Now I have a better approach...If I have a tiny slip up, I think to myself "it is a lot easier to burn off 300 calories than it is to burn off 3000 calories...so I better not binge"...

I dont even keep junk in my house anymore because I know I will have slip ups and dont want to take the chance of ruining everything.


:)

MBN 01-13-2009 08:18 AM

I've yo-yo'd a bunch of times. When I was younger, I'd crash diet and lose 10-15 pounds for some short term event and then be "done" with the diet and go back to "normal" eating. No big surprise, I'd then just gain it right back. One time I lost 20 lbs on a strict, monitored (expensive) weight loss program, fell off the wagon once (business trip), and figured I'd blown it and never went back. A year later ... all back on. I lost 25 pounds in my early 40's, thought I had this thing licked this time. But, life and work got in the way, disrupted the healthy habits I'd established and over 2 years -- gained back that 25 and more.

So I regained because I viewed the "diet" as temporary and not something requiring permanent lifestyle changes. I regained because I stopped exercising and watching what I ate. I regained because I stopped monitoring my weight, even avoided the scale and entered the state of denial, refusing to recognize where my weight was going.

Weight loss is a forever thing. I have to live differently than most everyone else around me. I have to ignore societal cues and pay attention to what I eat every day and monitor the scale. I have to exercise regularly. Forever. Whenever I forget this and just try to go on auto-pilot, then the regain happens. If we lived in a society with a healthier lifestyle, then I don't think this would be so hard.

nitenurse 01-13-2009 08:30 AM

the reason we gain is just basic math, we are taking in more calories than we are burning

midwife 01-13-2009 08:46 AM

For me, I simply stopped doing the behaviors that caused the weight loss. If I eat the way I used to and sit on my duff, I'll gain it back. If I make healthy food choices and I exercise most days, I seem to be able to maintain (I guess I've been maintaining 6 months now).

So I agree it is the daily focus. Coming here, weighing daily, planning food for the week, packing food for work, scheduling exercise. etc., all these things keep me on track. And on the days I get off track, I get right back on. Sometimes I will even say outloud, "I control my next food choice."

winning the war 01-13-2009 08:52 AM

For me, I think it was a sense of complacency. After I lost weight, I felt sooo good and had so much energy that I'd think I could burn off extra food easily. One more chip, one visit to a fast food restaurant, wouldn't kill me. But I never seemed to get back on plan, stopped weighing myself, etc. So, I guess I agree, I lost focus. Let me tell you, I'm focused now that even my "fat" jeans are tight!

◆ **Given information**
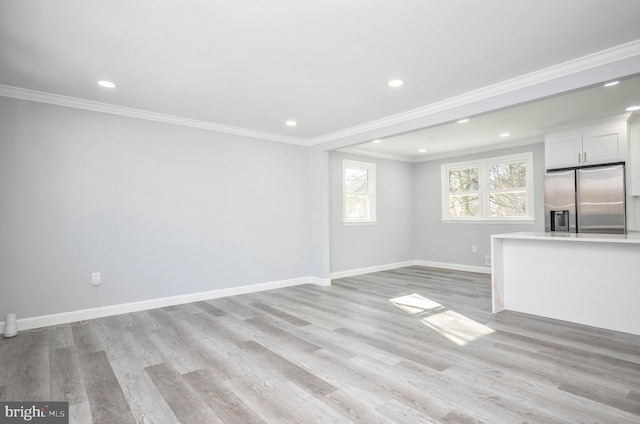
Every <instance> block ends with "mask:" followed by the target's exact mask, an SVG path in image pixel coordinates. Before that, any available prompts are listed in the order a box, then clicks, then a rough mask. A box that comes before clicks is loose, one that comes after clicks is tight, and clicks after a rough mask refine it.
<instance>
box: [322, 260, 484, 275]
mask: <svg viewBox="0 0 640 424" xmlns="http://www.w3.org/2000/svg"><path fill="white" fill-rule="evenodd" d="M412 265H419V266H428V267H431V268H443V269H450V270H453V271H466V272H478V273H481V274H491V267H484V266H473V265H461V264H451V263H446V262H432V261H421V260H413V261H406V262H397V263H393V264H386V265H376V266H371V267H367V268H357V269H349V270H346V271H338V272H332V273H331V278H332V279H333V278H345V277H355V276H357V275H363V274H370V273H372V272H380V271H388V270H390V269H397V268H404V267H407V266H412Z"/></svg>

◆ **Directions**
Answer these questions from the weight-regain thread:
1. How many pounds did MBN lose on the strict, monitored weight loss program?
2. For about how long does the poster midwife report having maintained?
3. What item of clothing does the poster winning the war say is now tight?
The listing comes from a separate source unrelated to the weight-regain thread.

◆ **Response**
1. 20 pounds
2. About 6 months
3. The "fat" jeans